→ **Instruction**
Rewrite the items starting at the first one and ending at the line that contains "[[224, 81]]", replacing "pedestal" with "plinth" and keeping everything else the same. Leave the pictures out of your answer.

→ **Material for the task**
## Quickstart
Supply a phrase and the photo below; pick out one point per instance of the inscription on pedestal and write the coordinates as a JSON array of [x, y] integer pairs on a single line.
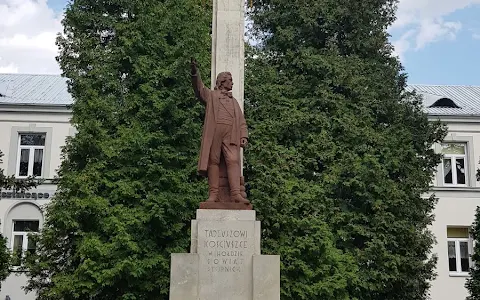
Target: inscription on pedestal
[[226, 250]]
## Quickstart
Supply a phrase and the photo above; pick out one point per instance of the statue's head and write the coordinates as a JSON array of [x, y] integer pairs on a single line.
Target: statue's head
[[224, 81]]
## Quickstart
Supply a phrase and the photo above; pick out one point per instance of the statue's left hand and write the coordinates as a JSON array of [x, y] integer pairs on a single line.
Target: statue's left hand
[[243, 142]]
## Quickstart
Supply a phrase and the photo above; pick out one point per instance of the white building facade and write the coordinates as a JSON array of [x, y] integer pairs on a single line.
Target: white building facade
[[455, 184], [35, 121]]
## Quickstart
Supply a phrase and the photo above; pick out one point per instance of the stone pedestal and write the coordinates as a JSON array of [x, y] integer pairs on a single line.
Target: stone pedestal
[[225, 262]]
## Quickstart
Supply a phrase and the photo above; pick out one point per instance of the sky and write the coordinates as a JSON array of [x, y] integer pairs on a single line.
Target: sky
[[436, 40]]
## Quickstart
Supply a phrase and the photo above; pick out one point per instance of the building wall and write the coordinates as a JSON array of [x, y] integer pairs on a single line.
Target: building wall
[[55, 123], [455, 208]]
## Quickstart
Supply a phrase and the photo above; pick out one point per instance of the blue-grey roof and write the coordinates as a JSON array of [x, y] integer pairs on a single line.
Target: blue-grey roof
[[34, 90], [466, 97], [26, 89]]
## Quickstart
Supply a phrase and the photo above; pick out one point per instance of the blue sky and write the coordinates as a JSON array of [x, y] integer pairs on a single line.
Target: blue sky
[[451, 57], [437, 40]]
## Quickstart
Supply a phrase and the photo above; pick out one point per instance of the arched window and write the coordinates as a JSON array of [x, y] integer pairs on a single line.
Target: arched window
[[22, 220], [445, 102]]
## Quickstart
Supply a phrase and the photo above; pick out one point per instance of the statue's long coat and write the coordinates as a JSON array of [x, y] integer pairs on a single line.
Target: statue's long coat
[[211, 100]]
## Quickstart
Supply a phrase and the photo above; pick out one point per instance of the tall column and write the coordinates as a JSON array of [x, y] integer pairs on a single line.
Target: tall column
[[228, 29]]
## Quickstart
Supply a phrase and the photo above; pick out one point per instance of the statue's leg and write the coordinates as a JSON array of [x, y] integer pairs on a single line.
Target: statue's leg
[[232, 158], [213, 167]]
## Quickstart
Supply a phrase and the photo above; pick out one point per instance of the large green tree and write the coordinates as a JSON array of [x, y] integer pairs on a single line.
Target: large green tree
[[340, 155], [128, 185]]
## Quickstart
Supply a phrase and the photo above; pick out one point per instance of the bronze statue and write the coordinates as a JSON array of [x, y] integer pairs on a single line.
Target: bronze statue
[[224, 133]]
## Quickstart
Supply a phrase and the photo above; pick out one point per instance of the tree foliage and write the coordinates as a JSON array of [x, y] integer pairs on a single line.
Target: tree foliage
[[340, 154], [128, 185]]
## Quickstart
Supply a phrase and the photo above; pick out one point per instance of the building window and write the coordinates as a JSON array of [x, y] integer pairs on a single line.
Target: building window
[[30, 154], [454, 164], [459, 250], [21, 242]]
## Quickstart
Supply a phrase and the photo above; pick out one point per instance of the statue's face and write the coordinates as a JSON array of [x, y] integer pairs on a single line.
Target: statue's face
[[228, 83]]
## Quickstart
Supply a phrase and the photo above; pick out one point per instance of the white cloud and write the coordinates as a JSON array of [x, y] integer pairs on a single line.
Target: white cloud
[[403, 44], [425, 19], [433, 30], [28, 29]]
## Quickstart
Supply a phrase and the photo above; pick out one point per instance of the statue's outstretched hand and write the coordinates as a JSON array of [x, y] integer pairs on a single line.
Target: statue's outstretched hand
[[193, 65], [243, 142]]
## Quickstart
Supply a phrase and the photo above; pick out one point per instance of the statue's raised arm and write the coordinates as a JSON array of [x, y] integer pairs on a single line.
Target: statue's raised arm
[[201, 92]]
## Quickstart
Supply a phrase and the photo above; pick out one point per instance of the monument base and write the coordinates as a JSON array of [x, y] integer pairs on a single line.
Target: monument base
[[225, 205], [225, 260]]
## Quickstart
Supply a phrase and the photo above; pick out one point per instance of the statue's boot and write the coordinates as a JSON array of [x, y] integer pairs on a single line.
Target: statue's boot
[[233, 172], [213, 182]]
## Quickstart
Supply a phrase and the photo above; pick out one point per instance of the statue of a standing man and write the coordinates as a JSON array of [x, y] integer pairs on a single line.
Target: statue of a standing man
[[224, 132]]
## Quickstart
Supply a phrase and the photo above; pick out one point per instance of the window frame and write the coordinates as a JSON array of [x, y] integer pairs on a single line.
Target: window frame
[[458, 261], [31, 155], [453, 159], [25, 235], [11, 157]]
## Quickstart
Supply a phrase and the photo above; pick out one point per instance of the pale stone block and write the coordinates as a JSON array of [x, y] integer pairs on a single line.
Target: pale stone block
[[230, 5], [266, 277], [184, 276], [225, 215], [193, 236], [258, 237], [226, 250]]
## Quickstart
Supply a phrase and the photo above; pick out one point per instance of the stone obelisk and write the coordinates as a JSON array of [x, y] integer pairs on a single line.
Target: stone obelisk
[[228, 30], [225, 260]]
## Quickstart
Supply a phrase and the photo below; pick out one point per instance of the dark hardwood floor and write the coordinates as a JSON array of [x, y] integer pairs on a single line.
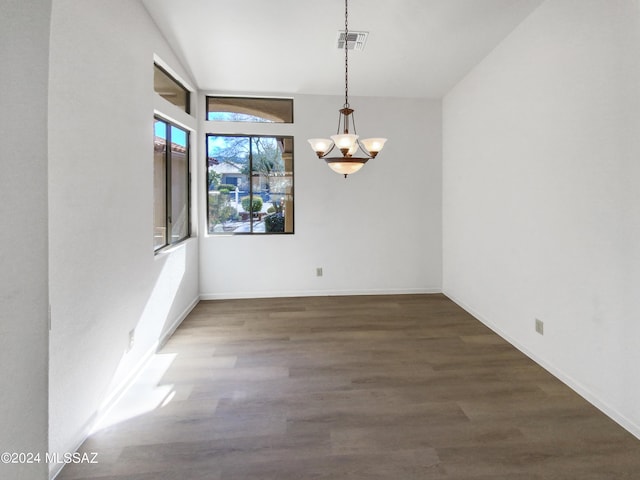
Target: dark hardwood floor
[[380, 387]]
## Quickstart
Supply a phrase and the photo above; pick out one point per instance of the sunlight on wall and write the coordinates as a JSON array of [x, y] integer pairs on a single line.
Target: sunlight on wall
[[148, 335], [143, 396]]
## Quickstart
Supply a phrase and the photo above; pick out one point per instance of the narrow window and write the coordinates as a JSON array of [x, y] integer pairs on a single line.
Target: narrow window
[[249, 109], [250, 184], [171, 184], [170, 89]]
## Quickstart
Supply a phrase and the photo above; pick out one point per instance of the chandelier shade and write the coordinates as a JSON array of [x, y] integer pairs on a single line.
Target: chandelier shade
[[347, 143]]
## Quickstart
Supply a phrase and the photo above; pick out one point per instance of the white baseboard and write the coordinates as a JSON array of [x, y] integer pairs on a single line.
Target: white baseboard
[[317, 293], [119, 390], [572, 383]]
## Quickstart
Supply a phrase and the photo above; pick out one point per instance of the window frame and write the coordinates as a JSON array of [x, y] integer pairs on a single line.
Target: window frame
[[250, 137], [187, 92], [169, 184], [247, 101]]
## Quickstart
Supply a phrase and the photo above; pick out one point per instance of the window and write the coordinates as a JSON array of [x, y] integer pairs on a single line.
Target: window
[[250, 184], [170, 89], [171, 184], [245, 109]]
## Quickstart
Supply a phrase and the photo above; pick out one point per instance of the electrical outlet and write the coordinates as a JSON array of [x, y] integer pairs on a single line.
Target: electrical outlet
[[132, 339]]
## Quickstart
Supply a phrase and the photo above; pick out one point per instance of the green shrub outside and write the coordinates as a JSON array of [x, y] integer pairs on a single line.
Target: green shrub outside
[[256, 204]]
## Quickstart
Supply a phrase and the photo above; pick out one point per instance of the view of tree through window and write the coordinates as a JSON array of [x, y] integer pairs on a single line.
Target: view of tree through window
[[250, 184], [171, 183]]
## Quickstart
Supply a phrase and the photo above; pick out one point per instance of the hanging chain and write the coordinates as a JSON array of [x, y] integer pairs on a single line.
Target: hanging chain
[[346, 54]]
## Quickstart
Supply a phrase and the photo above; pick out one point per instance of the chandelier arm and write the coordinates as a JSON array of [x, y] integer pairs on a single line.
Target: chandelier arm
[[364, 150], [327, 152]]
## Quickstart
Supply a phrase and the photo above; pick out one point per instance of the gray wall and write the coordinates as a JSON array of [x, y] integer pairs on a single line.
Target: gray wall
[[24, 49], [541, 197], [104, 277]]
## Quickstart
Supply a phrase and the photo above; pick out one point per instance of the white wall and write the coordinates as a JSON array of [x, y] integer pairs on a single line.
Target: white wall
[[541, 198], [378, 231], [24, 48], [104, 277]]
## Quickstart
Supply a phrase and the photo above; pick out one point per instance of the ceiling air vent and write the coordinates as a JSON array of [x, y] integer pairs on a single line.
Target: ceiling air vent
[[355, 40]]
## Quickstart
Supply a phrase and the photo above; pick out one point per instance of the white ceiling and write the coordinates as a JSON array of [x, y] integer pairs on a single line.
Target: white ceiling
[[416, 48]]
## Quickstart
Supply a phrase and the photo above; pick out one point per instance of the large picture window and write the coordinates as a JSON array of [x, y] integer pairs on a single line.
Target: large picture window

→ **Written response**
## Quickstart
Supply a phrase and the photo below; pick out one point per instance of the inscription on plinth and write the coordinates as a JSON array of [x, y] integer pairs on a single line.
Target: inscription on plinth
[[226, 250]]
## Quickstart
Supply a phrase and the photo above; pick out one point per instance of the statue's head and write the coordinates as a JSON array of [x, y] integer pairs on a single line.
Target: statue's head
[[224, 81]]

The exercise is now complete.